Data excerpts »
Segment Open

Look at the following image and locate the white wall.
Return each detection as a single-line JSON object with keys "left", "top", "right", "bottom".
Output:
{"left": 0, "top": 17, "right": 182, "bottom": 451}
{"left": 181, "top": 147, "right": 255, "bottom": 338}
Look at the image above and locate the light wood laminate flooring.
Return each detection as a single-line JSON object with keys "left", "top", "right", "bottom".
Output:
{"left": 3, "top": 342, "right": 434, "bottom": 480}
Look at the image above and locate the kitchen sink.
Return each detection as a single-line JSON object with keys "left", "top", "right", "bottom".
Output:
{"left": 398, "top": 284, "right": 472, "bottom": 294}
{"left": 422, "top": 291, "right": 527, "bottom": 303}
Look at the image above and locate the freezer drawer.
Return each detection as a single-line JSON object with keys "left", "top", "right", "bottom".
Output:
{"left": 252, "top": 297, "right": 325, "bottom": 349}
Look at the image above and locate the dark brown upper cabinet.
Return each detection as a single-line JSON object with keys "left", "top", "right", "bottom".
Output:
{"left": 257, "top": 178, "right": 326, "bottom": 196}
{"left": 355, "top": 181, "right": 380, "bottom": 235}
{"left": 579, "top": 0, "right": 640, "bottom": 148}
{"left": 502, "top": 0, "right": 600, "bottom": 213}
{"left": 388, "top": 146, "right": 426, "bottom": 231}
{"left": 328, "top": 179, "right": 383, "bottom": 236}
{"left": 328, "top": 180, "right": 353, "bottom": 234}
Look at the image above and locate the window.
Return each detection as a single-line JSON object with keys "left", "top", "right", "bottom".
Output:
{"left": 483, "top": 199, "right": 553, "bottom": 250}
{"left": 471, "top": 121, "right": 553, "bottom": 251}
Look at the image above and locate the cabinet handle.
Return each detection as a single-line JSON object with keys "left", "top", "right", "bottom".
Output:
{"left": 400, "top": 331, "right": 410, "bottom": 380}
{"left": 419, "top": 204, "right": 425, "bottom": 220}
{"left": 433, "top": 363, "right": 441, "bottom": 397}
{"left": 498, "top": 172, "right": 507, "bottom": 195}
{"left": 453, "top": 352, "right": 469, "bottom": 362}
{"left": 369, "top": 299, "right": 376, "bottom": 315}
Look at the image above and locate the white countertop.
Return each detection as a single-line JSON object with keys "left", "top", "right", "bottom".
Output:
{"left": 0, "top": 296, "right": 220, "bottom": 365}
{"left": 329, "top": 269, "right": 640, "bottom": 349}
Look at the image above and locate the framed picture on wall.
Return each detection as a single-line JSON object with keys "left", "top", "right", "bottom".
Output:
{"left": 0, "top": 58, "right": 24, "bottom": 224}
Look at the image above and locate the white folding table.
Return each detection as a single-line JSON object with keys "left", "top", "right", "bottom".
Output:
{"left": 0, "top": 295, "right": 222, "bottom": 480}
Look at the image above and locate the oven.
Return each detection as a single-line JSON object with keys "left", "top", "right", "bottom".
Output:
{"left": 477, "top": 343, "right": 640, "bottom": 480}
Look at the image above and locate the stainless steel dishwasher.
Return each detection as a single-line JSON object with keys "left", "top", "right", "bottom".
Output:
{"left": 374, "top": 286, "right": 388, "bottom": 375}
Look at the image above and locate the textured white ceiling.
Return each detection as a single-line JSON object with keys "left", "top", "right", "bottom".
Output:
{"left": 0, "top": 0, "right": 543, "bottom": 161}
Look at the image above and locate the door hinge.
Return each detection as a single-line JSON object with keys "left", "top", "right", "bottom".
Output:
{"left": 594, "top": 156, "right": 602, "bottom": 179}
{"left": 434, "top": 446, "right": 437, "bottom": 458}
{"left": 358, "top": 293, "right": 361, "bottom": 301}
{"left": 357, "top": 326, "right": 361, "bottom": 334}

Segment Closed

Exercise brief »
Write the records out once more. Change nothing.

Response for this exercise »
Look at the following image and locate the white wall.
Return each detection as a single-line JSON object with keys "left", "top", "right", "bottom".
Output:
{"left": 0, "top": 17, "right": 182, "bottom": 451}
{"left": 181, "top": 147, "right": 255, "bottom": 338}
Look at the image above and locate the light wood laminate flooring.
Return each detection as a single-line JSON object with keys "left", "top", "right", "bottom".
Output:
{"left": 3, "top": 342, "right": 434, "bottom": 480}
Look at the image above and locate the kitchen sink.
Return each detection as a single-line JSON object with keys "left", "top", "right", "bottom".
Output:
{"left": 398, "top": 284, "right": 472, "bottom": 294}
{"left": 422, "top": 291, "right": 527, "bottom": 303}
Look at the image above and locate the freezer drawer.
Return each detection as a single-line JSON object with keys "left", "top", "right", "bottom".
Output:
{"left": 252, "top": 297, "right": 325, "bottom": 349}
Look at the image above and locate the dark brown upper cabinet.
Return each detection as a single-line JSON object with keys "left", "top", "right", "bottom".
Output:
{"left": 257, "top": 178, "right": 326, "bottom": 196}
{"left": 355, "top": 181, "right": 380, "bottom": 235}
{"left": 579, "top": 0, "right": 640, "bottom": 148}
{"left": 502, "top": 0, "right": 600, "bottom": 213}
{"left": 388, "top": 146, "right": 426, "bottom": 231}
{"left": 328, "top": 179, "right": 383, "bottom": 236}
{"left": 328, "top": 180, "right": 353, "bottom": 234}
Look at the image above and locate the window.
Return each detection as a single-line JSON object with keys "left", "top", "right", "bottom".
Output:
{"left": 483, "top": 199, "right": 553, "bottom": 250}
{"left": 471, "top": 121, "right": 553, "bottom": 251}
Look at the image above and locate the cabinet handle.
Return each detection as a single-line JSON object with keys "left", "top", "right", "bottom".
Output:
{"left": 400, "top": 331, "right": 410, "bottom": 380}
{"left": 419, "top": 204, "right": 425, "bottom": 220}
{"left": 433, "top": 363, "right": 441, "bottom": 397}
{"left": 498, "top": 172, "right": 507, "bottom": 195}
{"left": 453, "top": 352, "right": 469, "bottom": 362}
{"left": 369, "top": 299, "right": 376, "bottom": 315}
Look at the image above and locate the white countertop.
Return each detection as a single-line JSON object with keys "left", "top", "right", "bottom".
Output:
{"left": 0, "top": 296, "right": 220, "bottom": 365}
{"left": 329, "top": 269, "right": 640, "bottom": 349}
Look at the image above and locate the framed picture on wall.
Return each detection as a single-line JSON object with keys "left", "top", "right", "bottom".
Output:
{"left": 0, "top": 58, "right": 24, "bottom": 224}
Look at the image above and locate the white folding table.
Return each detection as a single-line JSON object with keys "left", "top", "right", "bottom".
Output:
{"left": 0, "top": 295, "right": 222, "bottom": 480}
Look at the image above and locate the oven.
Return each detection as a single-line JSON object with keys "left", "top", "right", "bottom".
Output:
{"left": 477, "top": 343, "right": 640, "bottom": 480}
Look at the image above and locate the stainless steel dishwasher.
Return each detection as a single-line JSON object with keys "left", "top", "right", "bottom".
Output:
{"left": 374, "top": 286, "right": 388, "bottom": 375}
Look at the image above and locate the textured white ceiling.
Return each detection as a single-line JSON object with keys "left", "top", "right", "bottom".
Output:
{"left": 0, "top": 0, "right": 543, "bottom": 161}
Look at the image above and locate the door hinge.
Return each detection as a single-line JSON object with keys "left", "top", "right", "bottom".
Output:
{"left": 594, "top": 156, "right": 602, "bottom": 179}
{"left": 434, "top": 446, "right": 437, "bottom": 458}
{"left": 358, "top": 293, "right": 361, "bottom": 301}
{"left": 357, "top": 326, "right": 361, "bottom": 334}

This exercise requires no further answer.